#### Given entries

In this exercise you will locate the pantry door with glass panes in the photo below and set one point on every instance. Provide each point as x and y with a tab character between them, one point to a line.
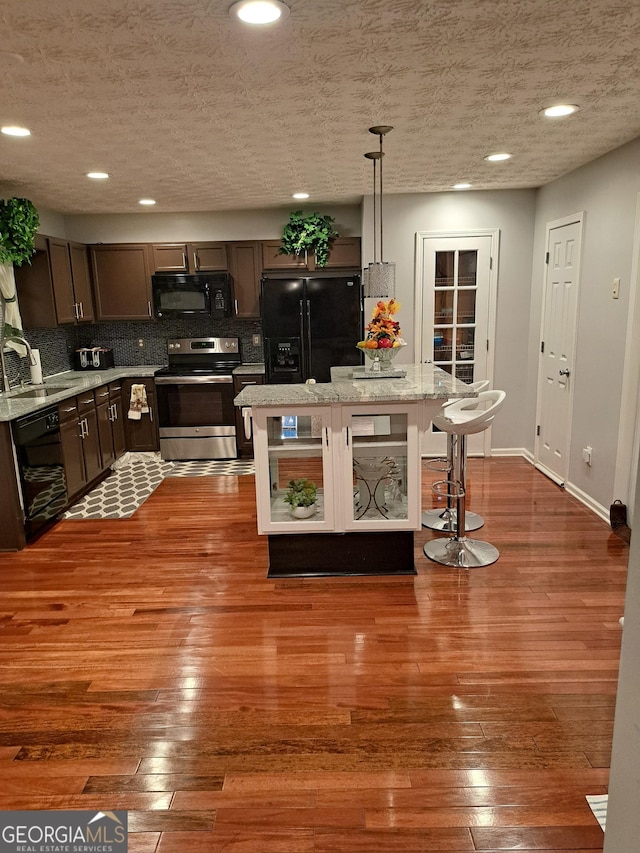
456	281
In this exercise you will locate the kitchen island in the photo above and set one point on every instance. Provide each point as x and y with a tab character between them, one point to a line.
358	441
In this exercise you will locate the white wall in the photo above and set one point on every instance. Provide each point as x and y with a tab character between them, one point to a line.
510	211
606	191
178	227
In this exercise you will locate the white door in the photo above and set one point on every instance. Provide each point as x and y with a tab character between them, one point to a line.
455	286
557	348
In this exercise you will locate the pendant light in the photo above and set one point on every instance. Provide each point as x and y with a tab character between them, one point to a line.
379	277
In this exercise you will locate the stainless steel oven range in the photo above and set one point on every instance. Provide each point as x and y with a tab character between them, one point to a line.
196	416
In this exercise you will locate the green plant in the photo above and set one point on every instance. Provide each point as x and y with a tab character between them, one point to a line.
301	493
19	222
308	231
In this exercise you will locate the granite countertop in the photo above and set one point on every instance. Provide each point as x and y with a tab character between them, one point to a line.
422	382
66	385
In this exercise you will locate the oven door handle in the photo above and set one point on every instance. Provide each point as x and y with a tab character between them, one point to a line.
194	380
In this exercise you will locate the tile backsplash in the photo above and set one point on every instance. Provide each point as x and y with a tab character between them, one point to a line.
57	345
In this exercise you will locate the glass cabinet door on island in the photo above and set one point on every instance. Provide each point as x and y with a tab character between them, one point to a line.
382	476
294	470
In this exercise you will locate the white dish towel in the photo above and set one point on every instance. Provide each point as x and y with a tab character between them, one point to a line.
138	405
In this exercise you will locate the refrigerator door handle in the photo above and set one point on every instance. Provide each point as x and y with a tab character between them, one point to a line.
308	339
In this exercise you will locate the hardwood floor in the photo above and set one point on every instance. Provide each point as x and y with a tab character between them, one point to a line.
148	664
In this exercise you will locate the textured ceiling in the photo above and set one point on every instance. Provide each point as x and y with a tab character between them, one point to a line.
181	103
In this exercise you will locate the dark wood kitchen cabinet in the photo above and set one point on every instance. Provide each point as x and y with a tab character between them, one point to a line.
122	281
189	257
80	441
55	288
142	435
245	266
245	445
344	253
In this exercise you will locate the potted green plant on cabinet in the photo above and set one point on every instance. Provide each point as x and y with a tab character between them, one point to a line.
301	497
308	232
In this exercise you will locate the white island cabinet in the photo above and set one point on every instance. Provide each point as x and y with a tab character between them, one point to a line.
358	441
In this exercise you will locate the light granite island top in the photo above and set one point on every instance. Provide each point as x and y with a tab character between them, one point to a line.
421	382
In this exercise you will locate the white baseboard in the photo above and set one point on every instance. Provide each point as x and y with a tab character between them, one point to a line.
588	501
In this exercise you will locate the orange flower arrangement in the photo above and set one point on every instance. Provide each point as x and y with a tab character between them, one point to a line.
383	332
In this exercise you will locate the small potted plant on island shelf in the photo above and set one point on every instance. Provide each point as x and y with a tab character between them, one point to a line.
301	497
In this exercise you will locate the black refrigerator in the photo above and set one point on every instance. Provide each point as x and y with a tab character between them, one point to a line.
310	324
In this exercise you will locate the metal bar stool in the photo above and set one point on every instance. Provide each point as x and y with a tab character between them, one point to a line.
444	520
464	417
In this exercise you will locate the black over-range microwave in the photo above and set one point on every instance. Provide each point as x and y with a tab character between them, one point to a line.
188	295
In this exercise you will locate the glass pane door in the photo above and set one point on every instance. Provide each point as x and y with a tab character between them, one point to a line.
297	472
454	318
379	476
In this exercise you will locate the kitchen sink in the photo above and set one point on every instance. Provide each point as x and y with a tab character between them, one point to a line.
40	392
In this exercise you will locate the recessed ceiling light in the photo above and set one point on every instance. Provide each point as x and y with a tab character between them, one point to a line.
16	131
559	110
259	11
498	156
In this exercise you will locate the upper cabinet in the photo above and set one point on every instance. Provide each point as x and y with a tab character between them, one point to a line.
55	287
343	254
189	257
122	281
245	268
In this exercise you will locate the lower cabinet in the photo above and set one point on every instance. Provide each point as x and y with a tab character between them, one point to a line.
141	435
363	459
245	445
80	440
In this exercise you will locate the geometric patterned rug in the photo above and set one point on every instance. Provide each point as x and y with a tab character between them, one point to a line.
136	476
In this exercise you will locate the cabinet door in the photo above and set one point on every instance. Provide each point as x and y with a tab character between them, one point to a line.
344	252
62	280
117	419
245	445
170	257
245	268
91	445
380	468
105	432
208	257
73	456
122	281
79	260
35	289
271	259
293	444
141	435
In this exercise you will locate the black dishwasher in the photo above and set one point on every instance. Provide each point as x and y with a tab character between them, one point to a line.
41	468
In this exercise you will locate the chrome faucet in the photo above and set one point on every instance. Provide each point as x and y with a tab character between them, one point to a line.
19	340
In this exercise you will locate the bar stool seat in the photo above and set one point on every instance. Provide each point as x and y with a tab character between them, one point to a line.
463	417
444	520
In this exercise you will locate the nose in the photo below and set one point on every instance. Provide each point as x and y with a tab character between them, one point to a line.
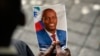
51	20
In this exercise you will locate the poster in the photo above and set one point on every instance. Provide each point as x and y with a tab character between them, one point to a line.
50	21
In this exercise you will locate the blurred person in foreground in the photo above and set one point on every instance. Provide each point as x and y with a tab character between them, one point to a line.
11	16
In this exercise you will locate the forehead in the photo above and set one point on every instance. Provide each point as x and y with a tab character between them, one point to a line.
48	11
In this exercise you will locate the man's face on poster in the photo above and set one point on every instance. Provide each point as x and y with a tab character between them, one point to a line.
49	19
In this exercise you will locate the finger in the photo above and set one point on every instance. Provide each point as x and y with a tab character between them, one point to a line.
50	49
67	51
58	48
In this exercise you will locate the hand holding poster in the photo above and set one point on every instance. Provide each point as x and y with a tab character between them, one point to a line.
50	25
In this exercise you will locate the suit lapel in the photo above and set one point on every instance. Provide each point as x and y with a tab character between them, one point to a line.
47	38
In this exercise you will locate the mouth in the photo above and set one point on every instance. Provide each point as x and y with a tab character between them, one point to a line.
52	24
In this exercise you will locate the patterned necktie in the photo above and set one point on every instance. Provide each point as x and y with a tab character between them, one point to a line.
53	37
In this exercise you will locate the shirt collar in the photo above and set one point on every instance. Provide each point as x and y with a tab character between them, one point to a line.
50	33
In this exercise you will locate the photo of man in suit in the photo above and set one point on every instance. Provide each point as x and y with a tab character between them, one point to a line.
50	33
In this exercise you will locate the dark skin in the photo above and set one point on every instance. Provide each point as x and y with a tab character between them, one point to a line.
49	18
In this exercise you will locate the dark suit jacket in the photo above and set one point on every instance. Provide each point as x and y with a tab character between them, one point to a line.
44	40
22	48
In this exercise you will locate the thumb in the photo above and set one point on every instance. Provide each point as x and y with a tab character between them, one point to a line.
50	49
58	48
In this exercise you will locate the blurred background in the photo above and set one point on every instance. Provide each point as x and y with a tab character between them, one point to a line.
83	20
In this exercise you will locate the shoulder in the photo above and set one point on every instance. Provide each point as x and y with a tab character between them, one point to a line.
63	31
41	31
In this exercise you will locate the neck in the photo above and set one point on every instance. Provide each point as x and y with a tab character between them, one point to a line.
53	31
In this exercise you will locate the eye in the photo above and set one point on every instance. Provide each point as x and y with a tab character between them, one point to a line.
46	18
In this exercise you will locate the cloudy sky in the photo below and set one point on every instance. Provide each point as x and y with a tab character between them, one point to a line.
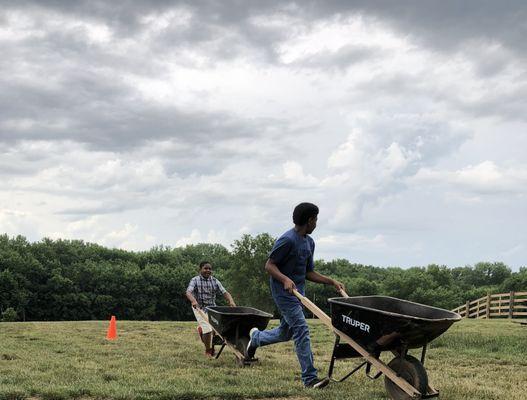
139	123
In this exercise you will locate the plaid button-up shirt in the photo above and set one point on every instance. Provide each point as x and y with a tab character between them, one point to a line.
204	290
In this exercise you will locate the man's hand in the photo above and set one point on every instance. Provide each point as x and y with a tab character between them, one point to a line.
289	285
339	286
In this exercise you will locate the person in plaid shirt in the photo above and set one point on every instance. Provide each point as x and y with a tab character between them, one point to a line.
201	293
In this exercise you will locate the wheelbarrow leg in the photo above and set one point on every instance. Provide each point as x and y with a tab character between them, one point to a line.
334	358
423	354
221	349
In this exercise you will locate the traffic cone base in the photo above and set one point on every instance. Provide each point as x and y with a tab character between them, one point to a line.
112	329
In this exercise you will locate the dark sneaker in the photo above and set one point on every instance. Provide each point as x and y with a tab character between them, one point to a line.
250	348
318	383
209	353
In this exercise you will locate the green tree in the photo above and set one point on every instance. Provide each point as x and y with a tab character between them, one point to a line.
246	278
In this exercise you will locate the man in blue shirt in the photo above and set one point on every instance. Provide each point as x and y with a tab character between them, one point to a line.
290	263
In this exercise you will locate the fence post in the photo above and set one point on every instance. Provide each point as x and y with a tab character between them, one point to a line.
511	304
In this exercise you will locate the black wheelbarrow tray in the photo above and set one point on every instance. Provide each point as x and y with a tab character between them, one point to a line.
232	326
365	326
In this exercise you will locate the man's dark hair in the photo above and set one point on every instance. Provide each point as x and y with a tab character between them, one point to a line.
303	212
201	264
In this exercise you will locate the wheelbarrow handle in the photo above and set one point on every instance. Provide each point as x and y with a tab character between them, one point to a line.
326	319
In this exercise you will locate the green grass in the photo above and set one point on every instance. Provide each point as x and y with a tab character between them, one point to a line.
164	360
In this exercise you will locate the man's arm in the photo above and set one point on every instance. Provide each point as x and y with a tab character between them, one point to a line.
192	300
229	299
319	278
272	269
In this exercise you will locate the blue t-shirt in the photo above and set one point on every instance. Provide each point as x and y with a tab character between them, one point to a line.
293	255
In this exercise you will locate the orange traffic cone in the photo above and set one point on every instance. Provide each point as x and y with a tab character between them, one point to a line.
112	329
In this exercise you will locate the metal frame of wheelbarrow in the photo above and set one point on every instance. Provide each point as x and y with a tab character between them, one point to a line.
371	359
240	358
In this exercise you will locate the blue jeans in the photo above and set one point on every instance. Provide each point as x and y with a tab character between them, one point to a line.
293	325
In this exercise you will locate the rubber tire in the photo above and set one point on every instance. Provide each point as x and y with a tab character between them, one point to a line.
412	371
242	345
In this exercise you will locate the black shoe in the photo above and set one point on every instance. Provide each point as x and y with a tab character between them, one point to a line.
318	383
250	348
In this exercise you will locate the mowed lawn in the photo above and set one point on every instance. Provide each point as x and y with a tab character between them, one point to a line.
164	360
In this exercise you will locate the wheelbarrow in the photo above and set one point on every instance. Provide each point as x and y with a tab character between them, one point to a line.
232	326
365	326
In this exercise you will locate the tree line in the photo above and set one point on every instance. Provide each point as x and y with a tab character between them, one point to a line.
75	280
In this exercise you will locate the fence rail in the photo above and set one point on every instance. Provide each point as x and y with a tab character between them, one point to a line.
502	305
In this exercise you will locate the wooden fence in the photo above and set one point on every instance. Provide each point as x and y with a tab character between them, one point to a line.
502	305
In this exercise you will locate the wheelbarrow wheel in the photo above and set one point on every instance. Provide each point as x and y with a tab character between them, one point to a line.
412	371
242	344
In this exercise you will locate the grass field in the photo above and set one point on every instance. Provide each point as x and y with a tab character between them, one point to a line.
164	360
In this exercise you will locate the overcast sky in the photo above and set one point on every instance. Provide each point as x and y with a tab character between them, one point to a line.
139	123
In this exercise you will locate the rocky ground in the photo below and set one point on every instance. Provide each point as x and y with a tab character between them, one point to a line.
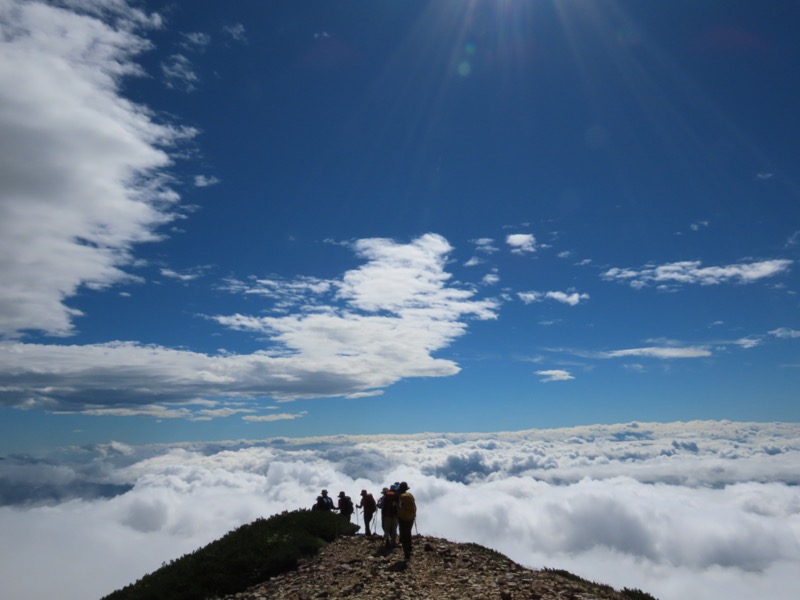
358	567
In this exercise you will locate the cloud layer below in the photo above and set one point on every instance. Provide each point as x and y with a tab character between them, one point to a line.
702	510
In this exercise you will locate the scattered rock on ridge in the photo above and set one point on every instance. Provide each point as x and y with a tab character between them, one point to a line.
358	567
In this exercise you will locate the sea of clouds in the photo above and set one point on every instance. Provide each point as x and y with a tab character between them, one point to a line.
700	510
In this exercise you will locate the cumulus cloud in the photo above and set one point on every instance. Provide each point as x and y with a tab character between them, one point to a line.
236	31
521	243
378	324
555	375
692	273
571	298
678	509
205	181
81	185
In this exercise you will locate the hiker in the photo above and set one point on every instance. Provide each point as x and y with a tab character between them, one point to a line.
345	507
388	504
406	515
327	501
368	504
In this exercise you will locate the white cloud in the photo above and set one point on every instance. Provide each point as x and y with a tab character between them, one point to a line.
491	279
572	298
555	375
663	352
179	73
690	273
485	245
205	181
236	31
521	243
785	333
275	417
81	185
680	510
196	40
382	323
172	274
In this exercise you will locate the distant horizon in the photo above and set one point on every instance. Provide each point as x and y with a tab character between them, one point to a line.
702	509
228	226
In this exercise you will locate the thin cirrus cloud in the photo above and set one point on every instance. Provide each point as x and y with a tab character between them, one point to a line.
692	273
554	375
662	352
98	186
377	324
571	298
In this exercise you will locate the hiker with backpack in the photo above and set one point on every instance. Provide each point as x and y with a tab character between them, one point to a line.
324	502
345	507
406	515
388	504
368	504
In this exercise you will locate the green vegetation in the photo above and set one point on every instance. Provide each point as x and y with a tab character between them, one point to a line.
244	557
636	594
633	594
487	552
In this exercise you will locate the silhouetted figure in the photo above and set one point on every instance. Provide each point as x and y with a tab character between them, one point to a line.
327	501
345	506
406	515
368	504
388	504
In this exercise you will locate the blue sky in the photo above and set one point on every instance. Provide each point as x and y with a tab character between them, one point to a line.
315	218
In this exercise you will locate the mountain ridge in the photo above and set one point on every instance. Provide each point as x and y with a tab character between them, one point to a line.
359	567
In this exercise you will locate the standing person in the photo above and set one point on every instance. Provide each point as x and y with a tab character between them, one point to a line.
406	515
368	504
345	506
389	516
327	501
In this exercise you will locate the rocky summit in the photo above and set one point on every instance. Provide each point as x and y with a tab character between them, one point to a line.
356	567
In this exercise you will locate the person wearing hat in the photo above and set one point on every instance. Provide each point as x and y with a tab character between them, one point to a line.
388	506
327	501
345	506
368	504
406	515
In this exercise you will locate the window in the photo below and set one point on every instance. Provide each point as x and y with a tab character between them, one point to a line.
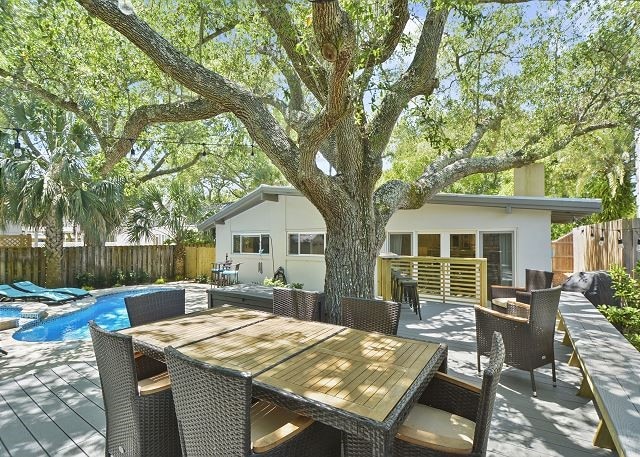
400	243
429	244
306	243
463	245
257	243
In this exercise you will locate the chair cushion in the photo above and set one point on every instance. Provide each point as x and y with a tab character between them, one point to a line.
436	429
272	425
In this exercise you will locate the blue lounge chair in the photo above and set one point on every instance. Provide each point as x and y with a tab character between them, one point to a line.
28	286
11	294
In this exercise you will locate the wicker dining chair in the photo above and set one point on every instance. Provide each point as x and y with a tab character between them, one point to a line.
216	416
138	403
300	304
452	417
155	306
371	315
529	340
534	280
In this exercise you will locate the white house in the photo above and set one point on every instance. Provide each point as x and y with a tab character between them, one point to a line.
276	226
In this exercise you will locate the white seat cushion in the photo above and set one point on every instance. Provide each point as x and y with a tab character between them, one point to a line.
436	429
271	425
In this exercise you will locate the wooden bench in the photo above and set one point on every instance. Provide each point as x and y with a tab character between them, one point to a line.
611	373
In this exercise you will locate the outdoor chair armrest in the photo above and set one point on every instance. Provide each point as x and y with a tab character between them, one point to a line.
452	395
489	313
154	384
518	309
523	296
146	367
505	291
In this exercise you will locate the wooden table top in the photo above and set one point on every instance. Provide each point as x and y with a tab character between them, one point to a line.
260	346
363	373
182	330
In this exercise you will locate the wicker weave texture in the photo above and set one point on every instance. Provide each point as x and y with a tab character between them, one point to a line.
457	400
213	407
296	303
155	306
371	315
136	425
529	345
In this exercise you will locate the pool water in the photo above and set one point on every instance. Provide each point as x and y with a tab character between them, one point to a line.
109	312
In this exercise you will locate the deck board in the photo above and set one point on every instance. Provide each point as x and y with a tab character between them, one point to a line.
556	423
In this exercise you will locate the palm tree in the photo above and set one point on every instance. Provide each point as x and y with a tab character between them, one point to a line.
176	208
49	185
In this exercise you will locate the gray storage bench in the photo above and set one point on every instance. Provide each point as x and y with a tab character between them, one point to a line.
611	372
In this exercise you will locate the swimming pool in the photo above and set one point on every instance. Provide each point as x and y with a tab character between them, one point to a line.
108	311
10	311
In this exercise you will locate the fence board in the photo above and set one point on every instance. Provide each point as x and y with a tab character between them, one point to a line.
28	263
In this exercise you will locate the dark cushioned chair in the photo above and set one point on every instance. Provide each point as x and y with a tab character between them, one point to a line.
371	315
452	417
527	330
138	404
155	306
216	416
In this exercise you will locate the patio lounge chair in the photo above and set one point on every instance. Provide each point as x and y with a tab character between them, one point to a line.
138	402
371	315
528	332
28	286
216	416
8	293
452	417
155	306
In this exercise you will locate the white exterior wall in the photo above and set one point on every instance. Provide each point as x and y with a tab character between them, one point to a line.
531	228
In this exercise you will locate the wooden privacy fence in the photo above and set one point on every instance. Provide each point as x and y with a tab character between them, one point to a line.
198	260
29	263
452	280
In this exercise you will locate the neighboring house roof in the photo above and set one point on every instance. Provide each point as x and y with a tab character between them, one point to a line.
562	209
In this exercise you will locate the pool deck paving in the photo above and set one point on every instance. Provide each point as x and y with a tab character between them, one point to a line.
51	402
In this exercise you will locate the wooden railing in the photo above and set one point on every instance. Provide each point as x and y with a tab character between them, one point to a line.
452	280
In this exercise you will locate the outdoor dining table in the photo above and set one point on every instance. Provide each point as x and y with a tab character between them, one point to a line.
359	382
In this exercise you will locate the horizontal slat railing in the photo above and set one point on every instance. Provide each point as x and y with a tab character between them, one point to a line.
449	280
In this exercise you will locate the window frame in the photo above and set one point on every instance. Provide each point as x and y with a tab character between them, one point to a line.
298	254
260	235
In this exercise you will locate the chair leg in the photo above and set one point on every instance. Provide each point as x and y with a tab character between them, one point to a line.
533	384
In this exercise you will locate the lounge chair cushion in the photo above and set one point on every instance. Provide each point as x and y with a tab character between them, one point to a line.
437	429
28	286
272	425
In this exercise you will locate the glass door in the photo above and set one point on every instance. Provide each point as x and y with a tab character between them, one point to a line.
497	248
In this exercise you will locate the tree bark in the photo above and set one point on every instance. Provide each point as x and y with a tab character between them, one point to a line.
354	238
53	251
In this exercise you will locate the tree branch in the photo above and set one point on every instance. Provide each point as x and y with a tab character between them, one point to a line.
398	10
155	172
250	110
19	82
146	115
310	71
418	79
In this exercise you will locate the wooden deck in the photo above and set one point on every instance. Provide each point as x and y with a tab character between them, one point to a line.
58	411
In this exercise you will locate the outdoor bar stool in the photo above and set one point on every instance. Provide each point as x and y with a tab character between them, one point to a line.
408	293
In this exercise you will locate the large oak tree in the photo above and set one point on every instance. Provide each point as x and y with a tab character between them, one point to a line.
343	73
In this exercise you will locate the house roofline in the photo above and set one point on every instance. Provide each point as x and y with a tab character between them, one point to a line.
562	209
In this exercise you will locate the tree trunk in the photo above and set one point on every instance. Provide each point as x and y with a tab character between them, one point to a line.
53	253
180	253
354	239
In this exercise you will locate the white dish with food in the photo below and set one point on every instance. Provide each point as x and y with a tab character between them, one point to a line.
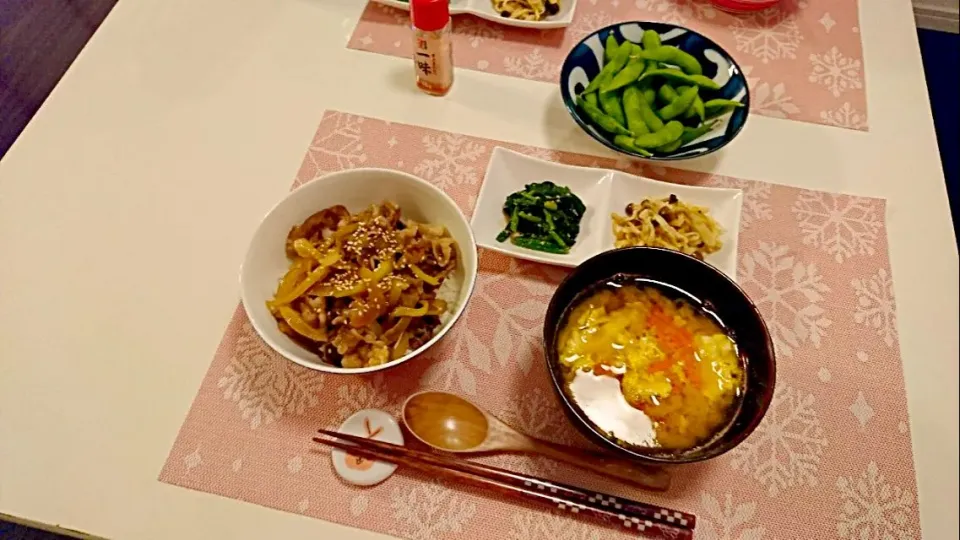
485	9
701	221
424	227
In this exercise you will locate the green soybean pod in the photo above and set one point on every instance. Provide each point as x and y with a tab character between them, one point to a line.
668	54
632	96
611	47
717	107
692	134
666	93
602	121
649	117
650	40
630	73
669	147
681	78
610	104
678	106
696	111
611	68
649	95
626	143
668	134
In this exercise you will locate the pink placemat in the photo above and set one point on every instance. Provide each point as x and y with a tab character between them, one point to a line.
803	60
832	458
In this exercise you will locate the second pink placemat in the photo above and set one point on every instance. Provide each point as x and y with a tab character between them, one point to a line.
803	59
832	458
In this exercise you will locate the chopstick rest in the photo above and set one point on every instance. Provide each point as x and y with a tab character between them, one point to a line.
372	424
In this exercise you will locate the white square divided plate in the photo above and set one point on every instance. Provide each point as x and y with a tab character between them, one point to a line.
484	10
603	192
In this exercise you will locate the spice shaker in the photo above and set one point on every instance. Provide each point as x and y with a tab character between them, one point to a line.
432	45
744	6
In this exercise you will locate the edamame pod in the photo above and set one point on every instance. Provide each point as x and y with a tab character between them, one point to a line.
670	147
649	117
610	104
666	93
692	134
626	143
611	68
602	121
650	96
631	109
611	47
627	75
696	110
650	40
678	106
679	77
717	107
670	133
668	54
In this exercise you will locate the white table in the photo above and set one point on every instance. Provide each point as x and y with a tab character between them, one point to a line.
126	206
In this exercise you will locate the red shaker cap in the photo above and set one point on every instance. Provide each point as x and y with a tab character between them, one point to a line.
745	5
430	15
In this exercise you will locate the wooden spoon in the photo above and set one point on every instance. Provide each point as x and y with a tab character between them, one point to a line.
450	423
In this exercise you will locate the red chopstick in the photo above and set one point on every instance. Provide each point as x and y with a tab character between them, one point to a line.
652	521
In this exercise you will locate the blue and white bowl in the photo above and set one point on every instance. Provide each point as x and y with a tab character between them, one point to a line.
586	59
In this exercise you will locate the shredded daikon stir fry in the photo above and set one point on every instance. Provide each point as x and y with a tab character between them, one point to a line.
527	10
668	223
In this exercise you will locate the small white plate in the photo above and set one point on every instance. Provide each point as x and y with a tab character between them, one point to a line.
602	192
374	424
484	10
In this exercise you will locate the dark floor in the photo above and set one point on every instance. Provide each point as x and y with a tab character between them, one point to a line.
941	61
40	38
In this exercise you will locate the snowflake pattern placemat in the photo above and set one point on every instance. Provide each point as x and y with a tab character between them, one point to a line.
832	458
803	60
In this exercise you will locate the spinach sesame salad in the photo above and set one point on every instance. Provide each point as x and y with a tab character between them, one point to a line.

#### The task
Take the lines from the one containing "In this exercise you will locate the wooden spoon" to the last line of the material above and write them out exactly.

#### Correct result
In this exercise you will locate the wooden spoon in the photo above and set one point on every instance. Provide each point as x and y with a tab character between them, one point to a line.
450	423
In this exercise you will locate the red chopstick in the photo above and set one point on every instance. Provide each point as x and y with a tab character between them, one point to a line.
652	521
In this exercise you will locate the blue and white bowl in the photo above and set one point on every instance. Provide each point as x and y with a tab character between them, one point to a line.
586	59
In this exercise you will locate the shredded daikon stir fry in the photo above and set one point on every instance. Provide each point as x and y with a tab character between them, one point to a line.
527	10
668	223
In this exercise you will locate the small white plate in the photo above and set one point on every instance. Provide each point as x and y with a tab character between them, one point to a line.
602	192
374	424
484	10
In this exercise you will locate the dark floor in the photo above and set one point on every instance. Provide each point as x and y with a tab character between them, one point to a line.
941	61
40	38
In this exercise you will locate the snowflake pattern placemat in the photo above and set one point on every instance. Provide each point as x and y with a tab character between them, one point to a line.
832	458
803	60
In this exercise you will locate the spinach sesame salad in the photo above and set one point on every instance. Provide each point as x and y with a tab character between them, one point to a line.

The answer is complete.